— Start Supplied entries —

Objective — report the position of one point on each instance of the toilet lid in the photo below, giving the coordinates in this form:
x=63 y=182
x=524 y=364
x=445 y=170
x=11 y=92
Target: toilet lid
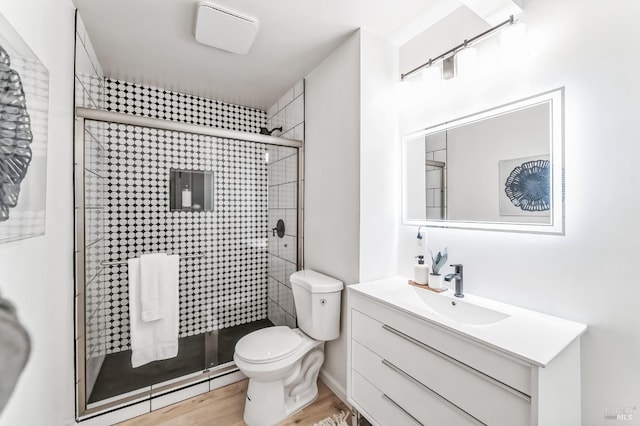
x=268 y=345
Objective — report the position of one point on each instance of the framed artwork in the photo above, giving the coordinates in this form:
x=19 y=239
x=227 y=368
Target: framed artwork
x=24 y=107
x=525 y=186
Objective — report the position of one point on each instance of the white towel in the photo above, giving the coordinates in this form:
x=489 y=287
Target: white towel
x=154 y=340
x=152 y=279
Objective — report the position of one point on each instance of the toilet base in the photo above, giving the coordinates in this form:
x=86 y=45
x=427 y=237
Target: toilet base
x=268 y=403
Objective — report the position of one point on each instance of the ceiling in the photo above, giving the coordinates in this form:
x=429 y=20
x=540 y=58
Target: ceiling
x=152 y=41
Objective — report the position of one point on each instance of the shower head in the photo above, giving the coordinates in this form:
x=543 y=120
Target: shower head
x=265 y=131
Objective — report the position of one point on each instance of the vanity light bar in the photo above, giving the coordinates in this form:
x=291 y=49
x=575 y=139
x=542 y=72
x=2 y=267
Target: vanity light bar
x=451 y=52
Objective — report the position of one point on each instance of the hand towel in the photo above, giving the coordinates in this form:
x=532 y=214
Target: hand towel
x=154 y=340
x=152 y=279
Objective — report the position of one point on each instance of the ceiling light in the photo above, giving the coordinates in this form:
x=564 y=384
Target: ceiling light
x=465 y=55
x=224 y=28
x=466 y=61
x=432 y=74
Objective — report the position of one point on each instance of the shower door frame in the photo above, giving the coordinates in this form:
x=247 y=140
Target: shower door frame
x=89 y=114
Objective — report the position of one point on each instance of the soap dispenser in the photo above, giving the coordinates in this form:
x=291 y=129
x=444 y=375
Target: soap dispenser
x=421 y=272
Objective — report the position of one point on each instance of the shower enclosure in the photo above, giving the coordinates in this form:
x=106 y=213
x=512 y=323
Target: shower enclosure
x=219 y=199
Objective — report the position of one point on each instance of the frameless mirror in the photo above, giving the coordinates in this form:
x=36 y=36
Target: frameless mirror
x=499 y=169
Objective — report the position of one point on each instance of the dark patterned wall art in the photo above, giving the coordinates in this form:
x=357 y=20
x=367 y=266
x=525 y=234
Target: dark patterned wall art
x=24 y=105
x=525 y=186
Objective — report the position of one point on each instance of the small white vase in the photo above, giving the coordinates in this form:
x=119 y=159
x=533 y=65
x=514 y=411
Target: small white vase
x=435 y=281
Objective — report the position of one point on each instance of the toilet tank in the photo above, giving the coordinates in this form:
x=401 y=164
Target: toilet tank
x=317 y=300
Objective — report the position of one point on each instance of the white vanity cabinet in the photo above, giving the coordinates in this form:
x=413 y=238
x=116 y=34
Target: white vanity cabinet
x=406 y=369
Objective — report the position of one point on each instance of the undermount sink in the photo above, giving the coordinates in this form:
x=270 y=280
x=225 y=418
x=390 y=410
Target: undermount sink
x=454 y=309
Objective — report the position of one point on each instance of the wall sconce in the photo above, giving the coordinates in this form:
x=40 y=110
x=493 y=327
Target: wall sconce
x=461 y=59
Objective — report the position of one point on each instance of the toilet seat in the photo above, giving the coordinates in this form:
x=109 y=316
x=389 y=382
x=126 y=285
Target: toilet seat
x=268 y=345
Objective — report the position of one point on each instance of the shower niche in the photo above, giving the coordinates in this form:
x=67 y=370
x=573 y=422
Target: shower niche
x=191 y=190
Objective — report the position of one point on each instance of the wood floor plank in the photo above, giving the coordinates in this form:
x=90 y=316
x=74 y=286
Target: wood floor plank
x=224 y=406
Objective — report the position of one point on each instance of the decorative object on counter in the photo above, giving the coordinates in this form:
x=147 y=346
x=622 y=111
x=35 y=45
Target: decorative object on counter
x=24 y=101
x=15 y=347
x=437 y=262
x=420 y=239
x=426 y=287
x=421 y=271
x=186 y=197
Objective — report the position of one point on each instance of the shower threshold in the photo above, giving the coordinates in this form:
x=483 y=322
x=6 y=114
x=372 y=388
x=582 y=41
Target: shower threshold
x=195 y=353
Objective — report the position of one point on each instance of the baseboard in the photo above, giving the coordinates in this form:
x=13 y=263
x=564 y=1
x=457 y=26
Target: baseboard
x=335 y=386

— End Supplied entries —

— Exercise aim —
Please give every line of the items above as a JSON list of strings, one string per line, with blank lines and pictures left out.

— Completed task —
[
  "Objective — report the position of one point on each instance of the toilet lid in the photo below, giving the coordinates in this form:",
  "x=63 y=182",
  "x=524 y=364",
  "x=445 y=170",
  "x=11 y=92",
  "Target: toilet lid",
  "x=268 y=345",
  "Objective — report the position of one point on each instance of the framed artwork in the photo above, giving the coordinates in this form:",
  "x=19 y=239",
  "x=227 y=368",
  "Target: framed artwork",
  "x=24 y=107",
  "x=525 y=186",
  "Objective — report the position of one point on each instance of the white towel in the photo above, giving the coordinates in this form:",
  "x=489 y=287",
  "Target: white towel",
  "x=154 y=340",
  "x=152 y=279",
  "Objective — report the position of one point on each instance of the toilet base in the photo above, giving the coordinates in this form:",
  "x=86 y=45",
  "x=427 y=237",
  "Target: toilet base",
  "x=268 y=403",
  "Objective — report the position of one point on each instance of the ceiling in the photo above, giving the coordinates in this form:",
  "x=429 y=20",
  "x=540 y=58",
  "Target: ceiling",
  "x=152 y=41",
  "Objective — report the position of one point on each instance of the shower head in the photo above, giving the coordinates in this form:",
  "x=543 y=120",
  "Target: shower head",
  "x=265 y=131",
  "Objective — report the position of one point on each instance of the vanity light bar in the photo above, giving the coordinates in this form:",
  "x=291 y=49",
  "x=575 y=139",
  "x=542 y=72",
  "x=2 y=267",
  "Target: vanity light bar",
  "x=451 y=52",
  "Objective — report the position of one point on each instance of the hand towel in the photo above, giving the coordinates in this form:",
  "x=532 y=214",
  "Target: hand towel",
  "x=154 y=340",
  "x=152 y=279",
  "Objective — report the position of one point on each instance of the ceiling light in the photo above, giving the coordinates in this form:",
  "x=564 y=384",
  "Target: ceiling light",
  "x=465 y=55",
  "x=224 y=28",
  "x=466 y=61",
  "x=432 y=74",
  "Objective — report the position of one point on each instance of the shower door frame in the photo above, giving the coordinates in this form:",
  "x=247 y=140",
  "Target: shower door frame",
  "x=89 y=114",
  "Objective — report the position of one point on each instance of the soap dispenser in the photo above, giving the coordinates in this form:",
  "x=291 y=129",
  "x=444 y=375",
  "Target: soap dispenser",
  "x=421 y=272",
  "Objective — report the position of one point on each instance of the shower enclosure in the photo above, giving the coordinates in this form:",
  "x=106 y=213",
  "x=512 y=323",
  "Target: shower enclosure",
  "x=219 y=199",
  "Objective — report the position of one point on each instance of the frameless mirror in the photo above, giving the coordinates in this form:",
  "x=36 y=36",
  "Target: frameless mirror",
  "x=499 y=169",
  "Objective — report the position of one point on each instance of the dark patterned wall art in the photo above, giving the coordinates in this form:",
  "x=357 y=20",
  "x=367 y=266",
  "x=525 y=234",
  "Target: dark patterned wall art",
  "x=24 y=105",
  "x=525 y=186",
  "Objective — report the position of one point on each instance of the small white vase in the photo above, giving the coordinates in this form:",
  "x=119 y=159",
  "x=533 y=65",
  "x=514 y=411",
  "Target: small white vase",
  "x=435 y=281",
  "Objective — report the position of one point on each instance of the toilet tank in the photo above, giving the coordinates in this form:",
  "x=401 y=164",
  "Target: toilet tank",
  "x=317 y=300",
  "Objective — report the position of one point on each instance of the white vanity cabinet in the photo above, giving the coordinates in this form:",
  "x=413 y=238",
  "x=116 y=34",
  "Target: white vanity cabinet",
  "x=406 y=369",
  "Objective — report the position of one point on each instance of the undermount sink in the photo above, giving the coordinates in this form:",
  "x=270 y=280",
  "x=225 y=418",
  "x=390 y=410",
  "Target: undermount sink",
  "x=454 y=309",
  "Objective — report the position of one point on each instance of the wall sconce in the photo above, giving the coordinates in this form:",
  "x=40 y=110",
  "x=493 y=327",
  "Target: wall sconce",
  "x=461 y=59",
  "Objective — report the position of one point on each instance of the toilet seat in the photo above, giving the coordinates in this form:",
  "x=109 y=316",
  "x=389 y=382",
  "x=126 y=285",
  "Target: toilet seat",
  "x=268 y=345",
  "Objective — report the position of one point on each instance of the shower niche in the photo above, giving the coordinates in this form:",
  "x=67 y=370",
  "x=573 y=422",
  "Target: shower niche",
  "x=191 y=190",
  "Objective — report the position of one point on each instance of the wood floor plank in the photo above, giving the coordinates in this form:",
  "x=90 y=316",
  "x=74 y=286",
  "Target: wood floor plank",
  "x=224 y=406",
  "Objective — report the position of one point on each instance of the decorative object on counter in the photo above, giving the coordinates in this form:",
  "x=147 y=346",
  "x=622 y=111",
  "x=35 y=45",
  "Target: decorative object on counter",
  "x=24 y=101",
  "x=15 y=347",
  "x=437 y=262",
  "x=420 y=239",
  "x=426 y=287",
  "x=421 y=271",
  "x=186 y=197",
  "Objective — report the position of one point on each instance of the shower threshold in the photo above, giving the coordinates in this form:",
  "x=483 y=322",
  "x=6 y=114",
  "x=372 y=388",
  "x=582 y=41",
  "Target: shower threshold",
  "x=195 y=353",
  "Objective — report the position of one point on each instance of the baseboard in the photo above, giving the coordinates in this form:",
  "x=13 y=263",
  "x=564 y=1",
  "x=457 y=26",
  "Target: baseboard",
  "x=335 y=386"
]